# EXTRAIT DU TEXTE
════════════════════
Yan Barcelo, 24 mars 2010
Cette fois-ci, il s’agit bel et bien du dernier volet de la série commencée il y a quatre semaines sur le sujet des problèmes de notre système d’éducation.
La pensée bande dessinée. – Un professeur de cégep, qui avait vu couler de l’eau sous les ponts puisqu’il avait enseigné aussi au collège classique, me disait il y a quelques années : “Il y a une désorganisation de la pensée. Les jeunes pensent en flashes, en discontinu. » En effet, nombre de jeunes parlent comme s’ils étaient toujours en train de relater une bande dessinée qui se déroule dans leur esprit, comme une série d’images discrètes, de petits instantanés découpés, où les connecteurs logiques ne sont jamais explicites. Leur pensée est analogique, non logique. Une image fait penser à autre chose, et on bondit ainsi de sujet en sujet, sans continuité.
Un tel constat confirme un des plus grands échecs de notre système d’éducation : son incapacité à former l’habileté de penser. On est très fort dans les feelings, les impressions, les flash et tout ce qui relève de la pseudo-intuition, mais élever l’esprit à une de ses capacités les plus fines, la capacité de penser, on ne peut parler de réussite. Il faut bien reconnaître que, loin d’être la principale coupable, l’école doit travailler à contre-courant de tout l’environnement médiatique et informatique qui oeuvre à la crétinisation du citoyen.
C’est que, pour s’élever jusqu’à cette altitude de penser, les fondements manquent. Les jeunes, souvent issus de foyers désunis, sont affectivement désorientés; ils ont grandi devant un téléviseur ou, aujourd’hui, devant un écran d’ordinateur, et nourris par les mécanismes de gratification instantanée des ces environnements; ils ont peu le sens de la discipline, de l’effort et de l’ascèse requis par l’étude. Leur faible capacité d’attention et de concentration est organisée autour d’une sorte de zapping mental : dès que ça devient un peu trop exigeant, on coupe le lien, on part dans la lune, on zappe.
Paul-Émile Roy, auteur du livre Une révolution avortée écrivait que « la très grande majorité de nos élèves, à leur arrivée au cégep, sont des illettrés et des incultes… Dans 90% des cas, la faute de grammaire que vous trouvez dans la copie d’un étudiant n’est pas un problème de grammaire, mais un problème d’attention, d’application, de concentration, de culture, de motivation, d’intérêt, d’initiation à la vie de l’esprit. La preuve, c’est que vous réglez le problème grammatical et le lendemain tout est à recommencer. »
════════════════════
Items enregistrés
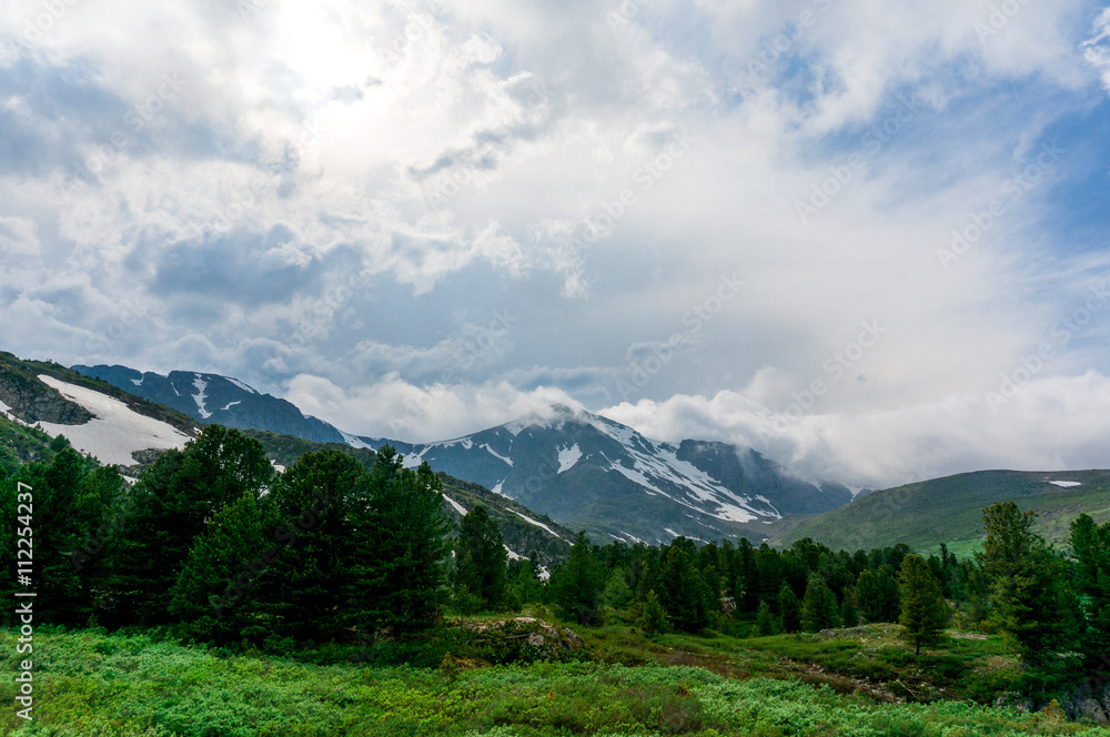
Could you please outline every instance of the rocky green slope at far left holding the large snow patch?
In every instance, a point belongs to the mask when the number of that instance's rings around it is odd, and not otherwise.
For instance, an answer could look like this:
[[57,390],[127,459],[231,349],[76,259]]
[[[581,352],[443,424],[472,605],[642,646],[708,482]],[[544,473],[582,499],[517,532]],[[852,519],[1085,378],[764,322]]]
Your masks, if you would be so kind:
[[111,384],[3,352],[0,420],[7,463],[44,457],[37,443],[49,446],[49,438],[63,435],[77,450],[131,473],[151,453],[183,447],[200,432],[190,417]]

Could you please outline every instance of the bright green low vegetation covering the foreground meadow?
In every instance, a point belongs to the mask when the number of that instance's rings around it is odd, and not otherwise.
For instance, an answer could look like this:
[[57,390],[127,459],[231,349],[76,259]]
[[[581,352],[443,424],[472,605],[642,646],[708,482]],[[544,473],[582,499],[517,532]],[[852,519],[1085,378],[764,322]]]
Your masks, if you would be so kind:
[[[4,734],[29,737],[248,737],[325,735],[763,735],[987,737],[1110,730],[1058,715],[942,700],[884,704],[860,694],[779,677],[730,678],[705,667],[650,663],[538,663],[473,669],[310,665],[261,655],[219,656],[149,635],[36,633],[36,720],[9,707]],[[16,670],[14,635],[0,636]],[[633,647],[603,633],[614,648]],[[650,647],[700,646],[718,656],[745,643],[662,638]],[[831,657],[850,648],[817,639],[765,638],[755,655]],[[650,649],[650,647],[648,649]],[[660,650],[660,653],[666,650]],[[10,678],[0,700],[13,704]]]

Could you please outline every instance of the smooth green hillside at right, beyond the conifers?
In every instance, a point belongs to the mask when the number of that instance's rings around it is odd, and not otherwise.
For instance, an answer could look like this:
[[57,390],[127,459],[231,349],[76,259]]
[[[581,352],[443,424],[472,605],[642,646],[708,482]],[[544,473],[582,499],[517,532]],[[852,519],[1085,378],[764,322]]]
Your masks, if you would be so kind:
[[[1080,485],[1061,487],[1053,481]],[[969,555],[983,538],[983,507],[1007,501],[1037,512],[1035,531],[1063,544],[1080,513],[1110,521],[1110,471],[979,471],[907,484],[833,512],[784,519],[769,543],[785,546],[811,537],[848,551],[905,543],[926,554],[946,543],[957,555]]]

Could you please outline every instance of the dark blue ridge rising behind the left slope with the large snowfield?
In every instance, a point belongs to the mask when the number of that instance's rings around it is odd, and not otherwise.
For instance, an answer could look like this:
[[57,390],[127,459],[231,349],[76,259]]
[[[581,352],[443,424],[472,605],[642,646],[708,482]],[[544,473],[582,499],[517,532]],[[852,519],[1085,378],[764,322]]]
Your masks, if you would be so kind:
[[204,424],[266,430],[319,443],[346,442],[346,436],[326,422],[306,416],[292,403],[258,392],[230,376],[192,371],[171,371],[163,376],[118,365],[77,365],[73,371],[172,407]]

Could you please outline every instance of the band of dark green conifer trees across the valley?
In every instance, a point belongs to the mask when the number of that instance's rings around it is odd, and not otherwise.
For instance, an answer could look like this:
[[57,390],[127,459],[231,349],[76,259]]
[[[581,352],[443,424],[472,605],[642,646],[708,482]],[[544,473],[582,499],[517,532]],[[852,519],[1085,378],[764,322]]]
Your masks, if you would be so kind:
[[[444,613],[545,606],[649,635],[735,635],[900,623],[920,652],[952,617],[1007,634],[1030,689],[1110,669],[1110,524],[1080,515],[1070,554],[1012,503],[985,509],[981,553],[941,545],[849,553],[805,538],[601,546],[579,533],[565,561],[509,556],[482,506],[455,529],[427,464],[391,447],[364,466],[337,451],[279,473],[262,445],[208,426],[134,484],[72,450],[0,479],[0,544],[14,551],[16,485],[34,488],[40,622],[169,626],[198,642],[365,642],[434,627]],[[512,557],[512,559],[509,559]],[[546,578],[546,579],[545,579]],[[16,561],[3,587],[19,588]],[[12,624],[11,614],[6,615]]]

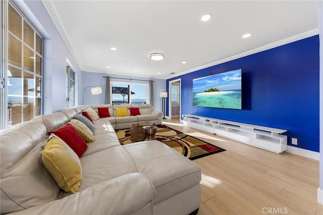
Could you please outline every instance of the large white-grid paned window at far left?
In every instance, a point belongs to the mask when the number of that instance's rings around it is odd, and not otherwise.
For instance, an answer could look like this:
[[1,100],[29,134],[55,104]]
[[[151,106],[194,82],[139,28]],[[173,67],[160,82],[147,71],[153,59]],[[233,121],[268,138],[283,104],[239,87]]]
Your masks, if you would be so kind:
[[9,127],[42,114],[43,37],[11,2],[8,2],[7,12],[5,126]]

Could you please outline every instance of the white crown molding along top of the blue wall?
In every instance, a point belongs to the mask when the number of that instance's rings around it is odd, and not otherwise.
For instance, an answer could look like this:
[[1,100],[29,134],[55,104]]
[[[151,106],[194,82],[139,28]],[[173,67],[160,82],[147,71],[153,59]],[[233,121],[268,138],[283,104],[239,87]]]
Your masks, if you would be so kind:
[[264,45],[264,46],[260,46],[258,48],[255,48],[255,49],[252,49],[252,50],[249,50],[249,51],[239,53],[238,55],[234,55],[234,56],[231,56],[229,58],[222,59],[220,61],[209,63],[209,64],[206,64],[206,65],[203,65],[203,66],[200,66],[200,67],[196,67],[194,69],[190,69],[190,70],[178,73],[176,75],[169,76],[166,79],[178,77],[180,75],[185,75],[187,73],[195,72],[197,70],[201,70],[201,69],[205,69],[205,68],[208,68],[208,67],[223,64],[223,63],[226,63],[226,62],[229,62],[229,61],[233,61],[233,60],[236,60],[236,59],[239,59],[239,58],[243,58],[243,57],[246,57],[246,56],[249,56],[249,55],[253,55],[254,53],[258,53],[258,52],[265,51],[265,50],[272,49],[272,48],[276,48],[278,46],[285,45],[285,44],[288,44],[288,43],[291,43],[291,42],[295,42],[295,41],[298,41],[298,40],[301,40],[301,39],[305,39],[305,38],[308,38],[308,37],[311,37],[311,36],[314,36],[314,35],[317,35],[317,34],[318,34],[318,28],[316,28],[314,30],[311,30],[311,31],[307,31],[307,32],[298,34],[298,35],[295,35],[295,36],[292,36],[292,37],[288,37],[288,38],[283,39],[283,40],[279,40],[277,42],[273,42],[273,43],[270,43],[270,44],[267,44],[267,45]]

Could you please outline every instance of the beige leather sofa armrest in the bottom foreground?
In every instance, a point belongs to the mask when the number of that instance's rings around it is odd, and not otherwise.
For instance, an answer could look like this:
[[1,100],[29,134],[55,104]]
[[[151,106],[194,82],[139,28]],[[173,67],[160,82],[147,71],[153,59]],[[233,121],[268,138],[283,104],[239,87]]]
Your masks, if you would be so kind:
[[154,197],[150,180],[141,173],[130,173],[12,214],[130,214]]

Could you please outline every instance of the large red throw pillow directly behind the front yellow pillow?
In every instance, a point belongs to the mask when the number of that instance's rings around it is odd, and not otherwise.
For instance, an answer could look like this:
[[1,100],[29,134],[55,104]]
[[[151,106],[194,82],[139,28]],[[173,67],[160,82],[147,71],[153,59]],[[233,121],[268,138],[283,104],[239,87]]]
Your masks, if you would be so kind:
[[75,151],[79,157],[81,157],[87,149],[87,145],[81,135],[79,135],[70,124],[63,126],[56,131],[48,131],[48,135],[51,133],[59,136],[73,149],[73,151]]

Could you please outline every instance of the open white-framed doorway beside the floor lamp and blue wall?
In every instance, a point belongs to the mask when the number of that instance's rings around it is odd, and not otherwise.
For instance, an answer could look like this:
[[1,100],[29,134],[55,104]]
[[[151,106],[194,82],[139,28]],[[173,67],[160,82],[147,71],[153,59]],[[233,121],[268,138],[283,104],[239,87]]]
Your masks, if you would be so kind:
[[181,79],[169,82],[168,119],[181,117]]

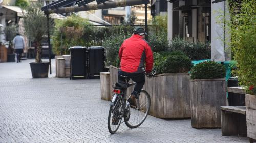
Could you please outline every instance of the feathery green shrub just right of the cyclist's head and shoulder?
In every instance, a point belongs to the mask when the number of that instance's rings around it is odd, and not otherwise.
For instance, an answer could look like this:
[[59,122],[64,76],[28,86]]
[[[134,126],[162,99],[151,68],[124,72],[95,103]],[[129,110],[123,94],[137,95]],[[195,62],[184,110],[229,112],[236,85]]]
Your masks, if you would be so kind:
[[167,51],[169,47],[169,41],[167,38],[167,33],[161,31],[158,34],[155,32],[151,32],[148,35],[148,43],[151,46],[152,51],[154,52],[162,52]]

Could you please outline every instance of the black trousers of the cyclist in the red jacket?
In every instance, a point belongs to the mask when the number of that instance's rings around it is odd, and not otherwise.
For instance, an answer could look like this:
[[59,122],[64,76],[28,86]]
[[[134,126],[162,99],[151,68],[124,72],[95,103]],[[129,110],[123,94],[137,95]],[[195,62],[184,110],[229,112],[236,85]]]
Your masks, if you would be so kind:
[[140,93],[141,89],[143,88],[143,86],[145,84],[145,74],[144,73],[127,73],[127,72],[119,70],[118,71],[118,82],[125,82],[125,78],[121,77],[120,75],[127,76],[130,79],[132,79],[134,82],[136,82],[134,90],[131,94],[133,94],[137,97],[137,94]]

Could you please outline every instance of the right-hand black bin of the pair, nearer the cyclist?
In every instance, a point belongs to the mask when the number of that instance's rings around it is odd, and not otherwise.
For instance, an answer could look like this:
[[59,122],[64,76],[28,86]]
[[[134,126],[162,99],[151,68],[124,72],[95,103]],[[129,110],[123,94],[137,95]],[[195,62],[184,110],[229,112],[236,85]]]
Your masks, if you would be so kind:
[[95,75],[99,76],[100,72],[104,72],[104,48],[101,46],[92,46],[88,49],[88,76],[93,78]]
════════════════════
# TRAVAIL DEMANDÉ
1. Dites si chacun des énoncés suivants concorde avec l’extrait sur le système d’éducation, en répondant par oui ou par non et en citant mot pour mot le passage qui tranche. (a) Le professeur de cégep cité avait aussi enseigné au collège classique. (b) L’auteur présente l’école comme la principale coupable. (c) Selon Paul-Émile Roy, dans 90 % des cas, la faute de grammaire d’un étudiant est un problème de grammaire.
2. Écrivez la suite de l’extrait sur le système d’éducation, en reprenant juste après sa dernière phrase.
Les items n’ont aucun rôle dans ce travail.

# RÉPONSES NUMÉROTÉES
1.
(a) Oui : « puisqu’il avait enseigné aussi au collège classique ».
(b) Non : « loin d’être la principale coupable, l’école doit travailler à contre-courant de tout l’environnement médiatique et informatique ».
(c) Non : « Dans 90% des cas, la faute de grammaire que vous trouvez dans la copie d’un étudiant n’est pas un problème de grammaire ».

2.
Malheureusement, toute cette problématique s’enracine à un niveau plus profond que l’école. C’est tout le milieu familial et, du coup, la civilisation qui sont en cause…
Le mal « parent ». – On se désâme constamment dans les médias au sujet de la déperdition de notre système scolaire, du décrochage systématique, de l’érosion du français et des grandes matières d’apprentissage. Ce sont de réels problèmes. Mais ils sont essentiellement les symptômes d’un mal plus profond. Un mal de civilisation. Et ce mal loge dans l’ensemble de la société et tout particulièrement chez les parents. Ainsi, le principal problème des enfants à l’école tient dans une très grande mesure à leurs parents.
Tout ce culte de la facilité, tout ce manque d’exigence, tout ce mépris pour le rôle éminent du professeur, toute cette faveur donnée à la licence, au manque de contrôle de soi, à l’absence de caractère, c’est chez les parents qu’il loge au départ. C’est à cause d’un manque profond de conviction chez les parents à l’endroit de l’acte éducatif que les falsificateurs pédagogiques du ministère de l’éducation ont pu perpétrer le crime éducationnel qu’ils ont commis.
Et ces parents, qui sont-ils? Ils sont la « société ». Ils sont tous ces formulateurs d’opinions et d’idées, tous ces citoyens porteurs d’une « civilisation » qui croit de moins en moins à l’éducation. Et cette faible pratique qu’on appelle éducation n’a plus rien à voir avec l’éducation et son régime d’exigence et d’efforts… et de plaisirs intellectuels réels. Aujourd’hui, on dit « éducation » et on veut dire en fait un processus terne d’instruction auquel on se soumet pour avoir un job. Certes, il faut qu’une éducation mène à un emploi, mais ce n’est pas là que se situe son rôle primordial. Ce rôle, il est de mener un jeune vers la vie, de l’inspirer pour qu’il trouve quelque chose qui le soulève et l’enthousiasme.
Or, combien de jeunes se défilent en classe devant leurs devoirs et leurs examens, combien décrochent simplement parce que leurs parents ne les ont jamais vraiment « accrochés » à leur devoir d’étudier. Je suis toujours ébahi par le nombre de jeunes qui travaillent pendant leurs études, en fait, qui travaillent plus qu’ils n’étudient. Pourquoi? Pour toutes sortes de gratifications secondaires : avoir un cellulaire, un ordinateur, une auto, et quoi encore. Mais où sont leurs parents??? Le premier devoir d’un jeune est d’étudier! Pas de travailler! Son devoir à l’endroit de la société est de se préparer du mieux qu’il peut en vue d’y remplir son rôle plus tard. Mais nous avons cette idée farfelue qu’un emploi va former le jeune. C’est vrai dans une certaine mesure, mais une bien petite mesure. Ce qui va le mieux le former, c’est un labeur d’étude exigeant et assidu.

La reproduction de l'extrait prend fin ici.